++++ DOCUMENT PASSAGE ++++

In specific terms, the procurement department should prioritize recruiting low-carbon contracting firms, selecting green material suppliers and purchasing products that have environmental certifications; establishing a comprehensive low-carbon supplier assessment and management system; and adopting electronic procurement systems to facilitate paperless transactions [63,64]. Other researchers also pointed out that low-carbon procurement should seek to reduce carbon in the supply chain, ensuring environmental sustainability by selecting materials and services that minimize environmental impacts at the source [56,65].
The project management department, which is responsible for implementing specific building projects, should consider reducing wasted resources and non-essential works through accurate project planning and scheduling; allocate low-carbon objectives into different project phases; and monitor and assess carbon emissions during project implementation [66,67,68,69,70]. Furthermore, some preconstruction activities must be carried out by the project management department, such as environmental impact assessment, which can tell beforehand the environmental consequences of the construction and ensure that fewer carbon emissions and environmental impacts are generated during the construction stage [63].
The construction management in a building organization is typically responsible for on-site construction works. This department should employ energy-efficient equipment, implement waste recycling and resource reuse programs, and enforce strict environmental standards at the construction site in order to reduce carbon emissions [50,71,72,73]. Other environmentally friendly construction methods, such as using trucks that operate on renewable energy fuels, should also be adopted on-site [74,75].
The finance department in a building business should prioritize financial support for low-carbon projects and seek the return on low-carbon investments; review and track environmentally related costs and savings to provide data support for low-carbon decision-making; and set up financial incentives to encourage low-carbon activities and behaviors [76,77].
The logistics department should implement efficient inventory management systems to reduce over-storage and over-transportation of building materials [78]. Previous studies also suggested that energy consumption during transportation accounts for about 20% of the total energy consumption in the construction industry [79]. Logistics activities should be planned to reduce the number and distance of material and equipment shipments.

++++

▸ **YOUR TASKS**:
**a.** Using the passage on low-carbon duties of departments in a building organization, explain in one to three sentences why the project management department should carry out an environmental impact assessment before construction.
**b.** Pick up the passage on low-carbon duties of departments in a building organization right after its final sentence and continue it.

++++ ENTRIES PROVIDED ++++

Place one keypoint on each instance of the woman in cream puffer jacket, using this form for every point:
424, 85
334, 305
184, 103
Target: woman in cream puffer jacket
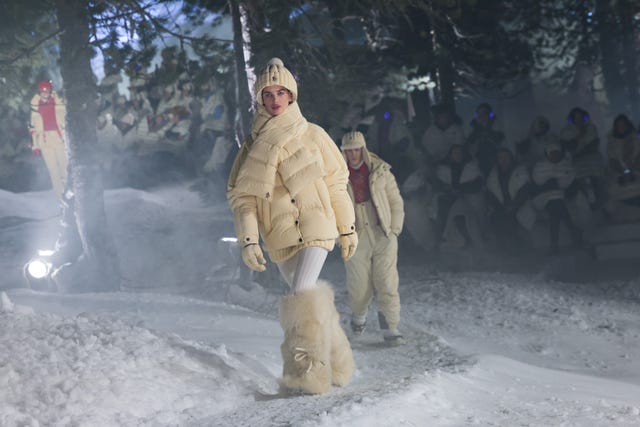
288, 185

++++

▸ **THE RESPONSES**:
**a.** An environmental impact assessment shows in advance what environmental consequences the construction will have. Knowing this beforehand helps ensure that the construction stage generates fewer carbon emissions and environmental impacts.

**b.**
The sales and marketing department should shift towards digital marketing; strengthen the promotions of low-carbon products; conduct market research to understand consumer demand and preferences for low-carbon buildings or products; and develop marketing strategies targeted at environmentally conscious consumers and partners [80,81,82].

4.4. Whole Process from the Perspective of Building Life Cycle Process

Each process in the building life cycle will have environmental impacts in terms of energy consumption and carbon emissions. TLCM requests the application of low-carbon measures for the whole process across the building life cycle, including a low-carbon feasibility study; low-carbon design; low-carbon procurement, which requires an ESG report; low-carbon construction; low-carbon operation; and low-carbon demolition [83]. The implications of low-carbon procurement and low-carbon construction have been addressed in the above section.
A low-carbon feasibility study for a building project aims to assess the viability of implementing low-carbon strategies and provide references for subsequent low-carbon design and decision-making [63,84]. The principles and requirements of low-carbon practices should be incorporated as evaluation criteria for conducting a feasibility study of a building project. Following low-carbon feasibility, low-carbon design establishes specific specifications for reducing carbon emissions throughout the building life cycle process, mainly by adopting energy-saving layouts and low embodied energy materials [56]. Building design must be thoroughly evaluated to ensure that it serves as the benchmark for low-carbon practices across all building activities [15].
As addressed in the previous section, low-carbon construction is a crucial component in promoting low-carbon practices during the building life cycle process, as the construction process is the most emission-intensive [65]. Low-carbon construction methods and energy-efficient construction equipment should be employed. Following the construction stage is a building’s operational phase, which is recognized as the largest carbon emission contributor in a building’s life cycle, accounting for 60–80% of the total emissions generated throughout the lifecycle [85,86]. It is therefore essential to promote low-carbon practices at the operation stage, which typically involves using high-efficiency and energy-saving devices and systems to reduce energy consumption, such as Light Emitting Diode (LED) lighting and high-efficient HVAC (heating, ventilation and air conditioning) [87]. Chua, et al. [88] also pointed out that typical measures of reducing emissions in building operations include using renewable energy technologies such as solar panels, wind turbines, and geothermal systems, and reducing the dependence on fossil fuels, etc. Employing building automation systems (BASs) is also appreciated as an effective emission reduction measure in a building’s operation process [89].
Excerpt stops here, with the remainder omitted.